→ Selected extract:
● ● ● ●

An important consideration for a small business owner when looking towards the future is the possibility that the ownership of their business may change. In fact, a third of privately owned businesses in the UK expect that this will happen to them within the next ten years, a slightly higher amount than the worldwide average.
Over half of all business owners in South Africa and New Zealand expect a change of ownership, the highest level in the world. At the other end of the scale, only about a tenth of Russian and Indian businesses expect a change. Businesses in the Phillipines, a rapidly developing nation, have in the past two years gone from almost no expectation of ownership change to nearly half of all business owners thinking it will happen to them. This is in contrast to the UK where the figure has remained the same since 2003, although if the anticipated crackdown on capital gains tax relief happens then a large increase is expected.
The reason for different countries having such huge differences is thought to be related to low interest rates, banks willing to lend and successful businesses with high profits creating an entrepreneurial culture. This is particularly true in the high levels of anticipation of business ownership change throughout the western world.

● ● ● ●

→ Data rows:
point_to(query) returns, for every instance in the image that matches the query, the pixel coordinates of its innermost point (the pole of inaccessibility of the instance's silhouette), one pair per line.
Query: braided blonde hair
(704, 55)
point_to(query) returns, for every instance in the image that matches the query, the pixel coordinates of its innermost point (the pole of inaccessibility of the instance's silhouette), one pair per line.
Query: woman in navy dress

● ● ● ●

→ Stated exercise: Reproduce the full passage on expected changes in business ownership, word for word.

→ Result of this exercise:
An important consideration for a small business owner when looking towards the future is the possibility that the ownership of their business may change. In fact, a third of privately owned businesses in the UK expect that this will happen to them within the next ten years, a slightly higher amount than the worldwide average.
Over half of all business owners in South Africa and New Zealand expect a change of ownership, the highest level in the world. At the other end of the scale, only about a tenth of Russian and Indian businesses expect a change. Businesses in the Phillipines, a rapidly developing nation, have in the past two years gone from almost no expectation of ownership change to nearly half of all business owners thinking it will happen to them. This is in contrast to the UK where the figure has remained the same since 2003, although if the anticipated crackdown on capital gains tax relief happens then a large increase is expected.
The reason for different countries having such huge differences is thought to be related to low interest rates, banks willing to lend and successful businesses with high profits creating an entrepreneurial culture. This is particularly true in the high levels of anticipation of business ownership change throughout the western world.